> **Written instruction**
Please reproduce the records below, everything from the line containing "Draw the outline of every instance of the red" down to the line containing "89L119 89L118 90L117", both included.

* * * *

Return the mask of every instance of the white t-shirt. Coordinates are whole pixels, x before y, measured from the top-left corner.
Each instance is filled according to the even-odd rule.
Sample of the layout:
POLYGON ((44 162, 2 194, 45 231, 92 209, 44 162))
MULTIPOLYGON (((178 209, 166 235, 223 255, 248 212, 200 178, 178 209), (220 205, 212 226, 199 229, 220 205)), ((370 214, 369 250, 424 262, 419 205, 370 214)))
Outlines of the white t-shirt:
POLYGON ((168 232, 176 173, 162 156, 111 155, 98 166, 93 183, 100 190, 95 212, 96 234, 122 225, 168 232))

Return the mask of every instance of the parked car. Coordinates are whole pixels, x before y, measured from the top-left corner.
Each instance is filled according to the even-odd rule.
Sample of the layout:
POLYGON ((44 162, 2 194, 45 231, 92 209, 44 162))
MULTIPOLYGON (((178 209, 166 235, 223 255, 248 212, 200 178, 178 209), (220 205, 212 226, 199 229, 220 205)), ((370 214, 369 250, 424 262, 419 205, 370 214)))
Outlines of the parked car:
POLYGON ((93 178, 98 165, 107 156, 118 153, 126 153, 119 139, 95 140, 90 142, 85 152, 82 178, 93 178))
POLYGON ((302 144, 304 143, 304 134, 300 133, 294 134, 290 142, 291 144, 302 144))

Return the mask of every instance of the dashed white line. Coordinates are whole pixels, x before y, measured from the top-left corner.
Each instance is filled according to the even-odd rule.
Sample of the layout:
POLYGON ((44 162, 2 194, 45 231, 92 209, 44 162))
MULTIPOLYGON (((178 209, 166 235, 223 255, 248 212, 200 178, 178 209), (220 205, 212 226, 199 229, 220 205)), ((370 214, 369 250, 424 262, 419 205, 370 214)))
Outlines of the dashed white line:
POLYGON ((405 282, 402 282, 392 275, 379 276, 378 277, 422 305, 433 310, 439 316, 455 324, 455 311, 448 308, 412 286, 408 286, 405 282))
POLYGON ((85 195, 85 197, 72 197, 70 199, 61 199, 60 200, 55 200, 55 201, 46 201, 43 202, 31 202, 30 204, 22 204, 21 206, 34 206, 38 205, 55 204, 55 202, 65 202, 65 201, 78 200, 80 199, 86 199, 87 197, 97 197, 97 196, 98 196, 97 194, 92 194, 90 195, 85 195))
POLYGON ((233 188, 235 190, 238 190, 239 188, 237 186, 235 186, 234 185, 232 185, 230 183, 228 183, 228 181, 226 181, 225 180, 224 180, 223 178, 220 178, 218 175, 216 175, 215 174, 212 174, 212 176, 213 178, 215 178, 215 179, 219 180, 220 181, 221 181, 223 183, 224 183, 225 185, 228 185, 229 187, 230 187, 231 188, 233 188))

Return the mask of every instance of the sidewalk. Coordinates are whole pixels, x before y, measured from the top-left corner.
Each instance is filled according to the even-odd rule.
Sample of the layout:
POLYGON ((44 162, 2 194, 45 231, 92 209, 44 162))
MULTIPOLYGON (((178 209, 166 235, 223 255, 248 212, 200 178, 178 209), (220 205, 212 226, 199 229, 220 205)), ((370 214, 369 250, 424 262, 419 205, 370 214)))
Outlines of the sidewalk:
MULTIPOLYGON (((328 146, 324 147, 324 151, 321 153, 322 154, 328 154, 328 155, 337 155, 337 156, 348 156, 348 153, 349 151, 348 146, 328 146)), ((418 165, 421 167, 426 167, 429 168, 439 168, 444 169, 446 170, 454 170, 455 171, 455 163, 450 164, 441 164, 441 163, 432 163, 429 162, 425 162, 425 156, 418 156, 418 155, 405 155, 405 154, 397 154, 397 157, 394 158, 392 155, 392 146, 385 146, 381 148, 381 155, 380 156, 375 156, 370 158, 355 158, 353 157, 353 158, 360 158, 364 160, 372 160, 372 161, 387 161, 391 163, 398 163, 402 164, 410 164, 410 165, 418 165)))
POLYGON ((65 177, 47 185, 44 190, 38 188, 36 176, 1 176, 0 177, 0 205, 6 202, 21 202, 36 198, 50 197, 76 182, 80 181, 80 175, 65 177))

* * * *

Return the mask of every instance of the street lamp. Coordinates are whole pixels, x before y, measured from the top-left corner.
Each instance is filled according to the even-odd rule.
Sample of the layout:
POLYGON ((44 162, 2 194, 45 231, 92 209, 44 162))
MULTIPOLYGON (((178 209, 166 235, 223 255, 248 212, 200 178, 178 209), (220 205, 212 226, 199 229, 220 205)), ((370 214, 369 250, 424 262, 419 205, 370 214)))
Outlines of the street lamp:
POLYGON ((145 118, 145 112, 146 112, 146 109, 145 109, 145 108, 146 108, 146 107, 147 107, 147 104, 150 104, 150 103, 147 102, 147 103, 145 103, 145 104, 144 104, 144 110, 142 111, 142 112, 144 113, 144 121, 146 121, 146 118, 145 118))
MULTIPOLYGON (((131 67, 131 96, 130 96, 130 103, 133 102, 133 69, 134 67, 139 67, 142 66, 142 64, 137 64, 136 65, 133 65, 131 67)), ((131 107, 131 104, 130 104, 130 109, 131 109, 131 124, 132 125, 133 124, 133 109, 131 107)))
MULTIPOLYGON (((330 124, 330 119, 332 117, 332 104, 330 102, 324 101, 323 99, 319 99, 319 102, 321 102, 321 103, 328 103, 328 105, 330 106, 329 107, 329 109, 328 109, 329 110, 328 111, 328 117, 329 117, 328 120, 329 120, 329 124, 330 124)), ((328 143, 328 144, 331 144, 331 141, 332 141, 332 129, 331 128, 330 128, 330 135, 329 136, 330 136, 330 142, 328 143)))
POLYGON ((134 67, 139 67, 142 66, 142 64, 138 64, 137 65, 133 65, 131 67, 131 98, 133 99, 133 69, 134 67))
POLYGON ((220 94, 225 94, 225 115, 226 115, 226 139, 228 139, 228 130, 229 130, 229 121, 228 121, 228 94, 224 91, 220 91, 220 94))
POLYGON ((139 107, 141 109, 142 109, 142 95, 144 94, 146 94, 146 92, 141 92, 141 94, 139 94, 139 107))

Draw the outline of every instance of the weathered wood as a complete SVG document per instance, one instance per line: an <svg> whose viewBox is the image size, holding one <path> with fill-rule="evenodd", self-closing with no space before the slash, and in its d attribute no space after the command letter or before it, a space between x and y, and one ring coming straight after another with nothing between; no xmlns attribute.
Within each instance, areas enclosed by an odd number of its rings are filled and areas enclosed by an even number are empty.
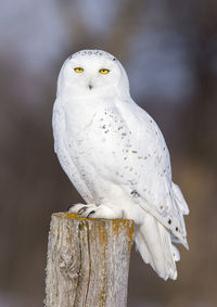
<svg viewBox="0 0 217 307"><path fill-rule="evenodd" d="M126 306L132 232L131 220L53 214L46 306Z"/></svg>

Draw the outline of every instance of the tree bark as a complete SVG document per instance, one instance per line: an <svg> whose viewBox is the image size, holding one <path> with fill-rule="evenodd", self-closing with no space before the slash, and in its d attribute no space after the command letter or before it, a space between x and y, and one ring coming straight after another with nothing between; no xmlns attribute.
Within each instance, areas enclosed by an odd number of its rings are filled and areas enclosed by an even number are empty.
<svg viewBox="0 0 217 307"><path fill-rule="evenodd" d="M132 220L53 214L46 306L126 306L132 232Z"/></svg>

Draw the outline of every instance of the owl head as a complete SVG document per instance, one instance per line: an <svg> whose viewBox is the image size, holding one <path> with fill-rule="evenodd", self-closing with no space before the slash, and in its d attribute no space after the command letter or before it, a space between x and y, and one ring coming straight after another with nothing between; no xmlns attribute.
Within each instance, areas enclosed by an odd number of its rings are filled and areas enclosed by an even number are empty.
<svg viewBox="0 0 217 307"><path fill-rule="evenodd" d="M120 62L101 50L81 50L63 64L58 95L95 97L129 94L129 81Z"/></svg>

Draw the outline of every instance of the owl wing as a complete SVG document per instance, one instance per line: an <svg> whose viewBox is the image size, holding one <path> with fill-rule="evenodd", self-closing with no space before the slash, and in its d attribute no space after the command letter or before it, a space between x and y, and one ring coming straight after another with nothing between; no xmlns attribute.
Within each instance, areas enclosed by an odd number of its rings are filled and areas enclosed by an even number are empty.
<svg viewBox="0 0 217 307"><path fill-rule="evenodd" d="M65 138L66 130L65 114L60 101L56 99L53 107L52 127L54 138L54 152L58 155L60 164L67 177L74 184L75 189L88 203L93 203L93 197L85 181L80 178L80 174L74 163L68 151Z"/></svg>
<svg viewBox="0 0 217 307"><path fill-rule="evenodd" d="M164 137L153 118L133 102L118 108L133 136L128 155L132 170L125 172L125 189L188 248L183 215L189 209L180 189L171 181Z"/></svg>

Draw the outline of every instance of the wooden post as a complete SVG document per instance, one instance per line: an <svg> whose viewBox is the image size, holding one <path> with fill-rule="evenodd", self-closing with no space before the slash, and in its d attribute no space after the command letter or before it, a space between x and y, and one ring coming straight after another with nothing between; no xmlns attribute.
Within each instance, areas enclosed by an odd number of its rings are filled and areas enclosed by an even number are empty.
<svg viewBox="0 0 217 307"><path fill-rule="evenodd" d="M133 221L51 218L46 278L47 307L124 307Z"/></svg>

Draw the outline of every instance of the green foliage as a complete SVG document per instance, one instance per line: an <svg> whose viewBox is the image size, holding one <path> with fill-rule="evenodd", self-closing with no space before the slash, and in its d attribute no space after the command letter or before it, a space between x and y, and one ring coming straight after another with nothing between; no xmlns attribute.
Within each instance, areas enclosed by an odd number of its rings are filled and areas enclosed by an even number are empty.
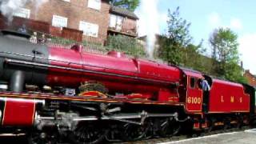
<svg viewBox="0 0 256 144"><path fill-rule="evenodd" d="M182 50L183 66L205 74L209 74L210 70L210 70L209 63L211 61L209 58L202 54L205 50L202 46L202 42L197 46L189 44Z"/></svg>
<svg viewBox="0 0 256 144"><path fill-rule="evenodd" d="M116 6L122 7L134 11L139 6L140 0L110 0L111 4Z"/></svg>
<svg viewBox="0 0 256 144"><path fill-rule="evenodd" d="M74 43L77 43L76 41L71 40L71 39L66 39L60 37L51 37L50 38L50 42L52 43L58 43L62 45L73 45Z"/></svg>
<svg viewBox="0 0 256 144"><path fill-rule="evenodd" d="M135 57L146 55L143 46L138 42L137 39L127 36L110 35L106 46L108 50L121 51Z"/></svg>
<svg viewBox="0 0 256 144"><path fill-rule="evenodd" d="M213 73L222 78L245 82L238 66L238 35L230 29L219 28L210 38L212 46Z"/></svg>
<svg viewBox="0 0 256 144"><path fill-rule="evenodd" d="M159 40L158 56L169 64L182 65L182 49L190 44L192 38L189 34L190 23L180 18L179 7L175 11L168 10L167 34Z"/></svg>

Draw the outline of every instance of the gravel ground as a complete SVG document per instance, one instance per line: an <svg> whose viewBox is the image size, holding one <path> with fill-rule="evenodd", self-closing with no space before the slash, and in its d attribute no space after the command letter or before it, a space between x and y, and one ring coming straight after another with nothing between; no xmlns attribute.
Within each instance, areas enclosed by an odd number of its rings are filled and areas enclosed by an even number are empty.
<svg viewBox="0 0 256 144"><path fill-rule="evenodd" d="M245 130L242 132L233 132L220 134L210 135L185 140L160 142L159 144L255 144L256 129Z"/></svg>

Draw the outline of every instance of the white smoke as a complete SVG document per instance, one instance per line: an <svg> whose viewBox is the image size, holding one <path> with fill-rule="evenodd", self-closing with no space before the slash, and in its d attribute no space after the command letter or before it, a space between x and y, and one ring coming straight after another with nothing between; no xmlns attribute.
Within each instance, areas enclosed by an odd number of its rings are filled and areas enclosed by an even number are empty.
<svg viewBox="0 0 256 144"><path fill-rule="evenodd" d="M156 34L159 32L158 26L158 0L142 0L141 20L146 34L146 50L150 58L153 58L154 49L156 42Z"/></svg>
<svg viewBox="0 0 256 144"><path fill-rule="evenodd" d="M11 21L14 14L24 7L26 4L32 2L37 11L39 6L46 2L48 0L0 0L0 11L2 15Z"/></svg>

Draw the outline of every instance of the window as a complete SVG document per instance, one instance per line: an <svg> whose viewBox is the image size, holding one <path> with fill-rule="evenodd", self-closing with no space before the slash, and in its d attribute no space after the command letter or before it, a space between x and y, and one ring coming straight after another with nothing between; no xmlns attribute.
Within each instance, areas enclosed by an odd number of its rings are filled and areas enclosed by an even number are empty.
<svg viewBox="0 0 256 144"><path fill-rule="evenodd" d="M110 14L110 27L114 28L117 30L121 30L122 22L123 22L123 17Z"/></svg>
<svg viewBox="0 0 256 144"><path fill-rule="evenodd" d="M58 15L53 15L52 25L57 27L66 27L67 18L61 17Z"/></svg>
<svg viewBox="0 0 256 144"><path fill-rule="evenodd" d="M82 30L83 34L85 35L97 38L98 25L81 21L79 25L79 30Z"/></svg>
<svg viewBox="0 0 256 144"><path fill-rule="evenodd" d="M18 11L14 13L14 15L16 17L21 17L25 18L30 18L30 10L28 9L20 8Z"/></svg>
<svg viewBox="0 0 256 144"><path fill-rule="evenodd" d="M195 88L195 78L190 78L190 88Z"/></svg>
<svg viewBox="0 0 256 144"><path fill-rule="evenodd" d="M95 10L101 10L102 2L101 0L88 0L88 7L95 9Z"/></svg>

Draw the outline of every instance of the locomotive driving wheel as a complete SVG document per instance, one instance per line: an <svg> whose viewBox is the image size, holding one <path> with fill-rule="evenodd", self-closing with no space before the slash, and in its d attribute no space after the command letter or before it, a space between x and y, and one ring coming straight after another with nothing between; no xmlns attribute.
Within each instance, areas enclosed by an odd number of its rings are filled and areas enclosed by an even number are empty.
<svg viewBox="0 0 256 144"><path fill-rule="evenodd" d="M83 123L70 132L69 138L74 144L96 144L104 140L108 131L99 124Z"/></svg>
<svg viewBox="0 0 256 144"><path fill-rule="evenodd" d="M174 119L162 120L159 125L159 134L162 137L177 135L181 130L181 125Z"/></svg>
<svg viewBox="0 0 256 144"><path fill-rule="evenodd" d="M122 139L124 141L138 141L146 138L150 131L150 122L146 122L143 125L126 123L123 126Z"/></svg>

* * * *

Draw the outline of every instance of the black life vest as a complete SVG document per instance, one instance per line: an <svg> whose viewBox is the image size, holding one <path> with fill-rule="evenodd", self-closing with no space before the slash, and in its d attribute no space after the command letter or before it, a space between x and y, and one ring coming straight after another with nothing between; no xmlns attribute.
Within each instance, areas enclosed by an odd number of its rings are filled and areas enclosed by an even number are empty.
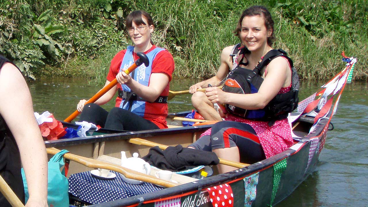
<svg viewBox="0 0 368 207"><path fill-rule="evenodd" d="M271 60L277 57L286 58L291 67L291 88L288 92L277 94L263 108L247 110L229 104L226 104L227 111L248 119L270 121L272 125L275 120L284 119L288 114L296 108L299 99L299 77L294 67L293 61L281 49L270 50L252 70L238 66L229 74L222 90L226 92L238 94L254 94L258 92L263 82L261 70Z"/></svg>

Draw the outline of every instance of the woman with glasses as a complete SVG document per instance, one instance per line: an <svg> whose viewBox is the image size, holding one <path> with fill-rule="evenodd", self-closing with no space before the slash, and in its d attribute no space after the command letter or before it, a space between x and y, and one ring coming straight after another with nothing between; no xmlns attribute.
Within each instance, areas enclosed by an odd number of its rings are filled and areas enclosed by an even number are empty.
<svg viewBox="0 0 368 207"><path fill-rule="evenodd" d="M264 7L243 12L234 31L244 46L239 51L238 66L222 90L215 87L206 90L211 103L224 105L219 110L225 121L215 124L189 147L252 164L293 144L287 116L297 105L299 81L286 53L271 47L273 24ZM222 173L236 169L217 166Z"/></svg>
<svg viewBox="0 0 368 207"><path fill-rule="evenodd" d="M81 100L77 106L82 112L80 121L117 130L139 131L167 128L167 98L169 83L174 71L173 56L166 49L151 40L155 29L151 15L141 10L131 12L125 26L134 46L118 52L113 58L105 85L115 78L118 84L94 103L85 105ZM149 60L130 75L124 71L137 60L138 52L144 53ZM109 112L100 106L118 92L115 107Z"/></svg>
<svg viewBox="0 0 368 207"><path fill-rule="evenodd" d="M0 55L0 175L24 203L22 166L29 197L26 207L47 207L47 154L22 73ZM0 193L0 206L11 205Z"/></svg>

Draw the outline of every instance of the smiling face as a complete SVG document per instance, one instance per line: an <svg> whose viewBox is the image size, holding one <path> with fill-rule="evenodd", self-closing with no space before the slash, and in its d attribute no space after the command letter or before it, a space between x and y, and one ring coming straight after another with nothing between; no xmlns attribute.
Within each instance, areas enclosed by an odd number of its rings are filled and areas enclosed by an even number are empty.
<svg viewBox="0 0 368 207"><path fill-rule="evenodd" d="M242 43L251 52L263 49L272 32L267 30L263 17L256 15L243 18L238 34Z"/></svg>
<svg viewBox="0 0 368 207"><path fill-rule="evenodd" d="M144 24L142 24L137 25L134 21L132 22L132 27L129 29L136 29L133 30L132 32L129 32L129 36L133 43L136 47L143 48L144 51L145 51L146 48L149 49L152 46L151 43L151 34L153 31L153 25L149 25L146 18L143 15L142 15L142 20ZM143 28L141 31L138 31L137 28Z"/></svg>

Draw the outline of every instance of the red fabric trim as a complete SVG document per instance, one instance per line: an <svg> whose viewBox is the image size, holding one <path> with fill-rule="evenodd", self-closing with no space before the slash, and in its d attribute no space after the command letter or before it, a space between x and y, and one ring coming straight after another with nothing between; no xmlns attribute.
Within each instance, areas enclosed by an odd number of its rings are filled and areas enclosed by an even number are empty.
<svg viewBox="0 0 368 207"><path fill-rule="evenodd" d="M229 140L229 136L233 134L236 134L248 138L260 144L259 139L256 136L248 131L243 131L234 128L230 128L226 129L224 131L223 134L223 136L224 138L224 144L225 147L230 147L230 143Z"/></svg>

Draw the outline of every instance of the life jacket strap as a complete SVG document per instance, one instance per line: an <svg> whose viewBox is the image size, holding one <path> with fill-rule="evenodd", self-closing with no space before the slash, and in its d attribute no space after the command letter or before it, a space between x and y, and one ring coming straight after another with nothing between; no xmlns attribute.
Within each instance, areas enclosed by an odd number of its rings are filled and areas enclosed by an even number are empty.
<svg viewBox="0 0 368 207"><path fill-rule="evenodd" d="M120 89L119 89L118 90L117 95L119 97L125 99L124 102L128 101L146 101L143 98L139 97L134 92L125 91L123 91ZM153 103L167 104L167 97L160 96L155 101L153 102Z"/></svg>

* * * *

> **Written solution**
Draw the outline of every instance of the red fabric trim as a complete SVG document per instance, one instance per line: an <svg> whose viewBox is the image size, holding one <path> with fill-rule="evenodd", self-closing with no space before the slash, and in its d attribute no space after the command letter or before it, a space between x and y, and one ring coming straight after another with nothing between; no xmlns attribute.
Within each instance, areas enclosed by an odd number of its rings are filled and areas enclosed by an even number are empty.
<svg viewBox="0 0 368 207"><path fill-rule="evenodd" d="M229 140L229 136L233 134L236 134L248 138L260 144L259 139L256 136L248 131L243 131L234 128L230 128L226 129L224 131L223 134L223 136L224 138L224 144L225 147L230 147L230 143Z"/></svg>

Draw the outline of every instance of the life jacket strap as a complete SVG document per instance, one instance per line: an <svg> whose viewBox is the image size, holding one <path> with fill-rule="evenodd", self-closing with no space before the slash, and in its d attribute no space after the command letter or before it, a space between x and y, and one ring coming straight after another with nothing between; no xmlns attribute.
Within each instance, areas enclosed by an odd number of its rings are filled and areas enclosed by an even number are empty.
<svg viewBox="0 0 368 207"><path fill-rule="evenodd" d="M120 89L119 89L118 90L117 95L119 97L125 99L124 102L128 101L146 101L143 98L139 97L134 92L125 91L123 91ZM153 103L167 104L167 97L160 96L155 101L153 102Z"/></svg>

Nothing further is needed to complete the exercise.